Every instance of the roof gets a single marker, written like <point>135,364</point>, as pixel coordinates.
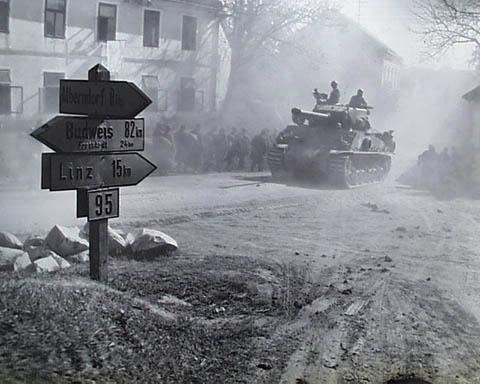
<point>335,19</point>
<point>473,95</point>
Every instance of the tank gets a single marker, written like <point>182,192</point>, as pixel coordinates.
<point>334,143</point>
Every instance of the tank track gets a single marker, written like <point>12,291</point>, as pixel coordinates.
<point>352,170</point>
<point>275,161</point>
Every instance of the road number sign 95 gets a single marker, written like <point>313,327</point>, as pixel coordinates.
<point>103,204</point>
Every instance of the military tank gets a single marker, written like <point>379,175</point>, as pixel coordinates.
<point>334,143</point>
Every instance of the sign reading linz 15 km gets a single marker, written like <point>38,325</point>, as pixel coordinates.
<point>107,99</point>
<point>81,134</point>
<point>61,172</point>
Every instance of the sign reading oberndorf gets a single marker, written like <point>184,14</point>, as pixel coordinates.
<point>108,99</point>
<point>96,151</point>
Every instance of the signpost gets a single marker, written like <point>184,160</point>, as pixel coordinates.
<point>74,171</point>
<point>82,134</point>
<point>96,151</point>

------------------------------------

[EXERCISE OBJECTIVE]:
The entire listing above is to be copied exactly, with all pictures omitted.

[RESULT]:
Every instance of the roof gets a single marker, written like <point>135,364</point>, as pixel coordinates.
<point>335,19</point>
<point>473,95</point>
Every instance of the tank gets a single marker, written like <point>182,192</point>, as pixel coordinates.
<point>334,143</point>
Every instance of the tank track gets a single marker, written like <point>12,291</point>, as pixel coordinates.
<point>352,170</point>
<point>275,161</point>
Every instance of the road number sign 95 gets a single marker, written like <point>313,327</point>, as pixel coordinates.
<point>103,204</point>
Every instance of the military tank gets a single marker, written like <point>379,175</point>, as pixel coordinates.
<point>334,143</point>
Every instance of the sign reading linz 15 km gets a single marker, written like <point>38,325</point>, as pixel coordinates.
<point>107,99</point>
<point>81,134</point>
<point>61,172</point>
Every instance of the sign reading oberndorf gets a single marker, written like <point>184,14</point>, as pixel coordinates.
<point>108,99</point>
<point>96,151</point>
Every instance of the signpost gets a single marker, written like <point>184,160</point>, as pixel coordinates.
<point>74,171</point>
<point>82,134</point>
<point>96,151</point>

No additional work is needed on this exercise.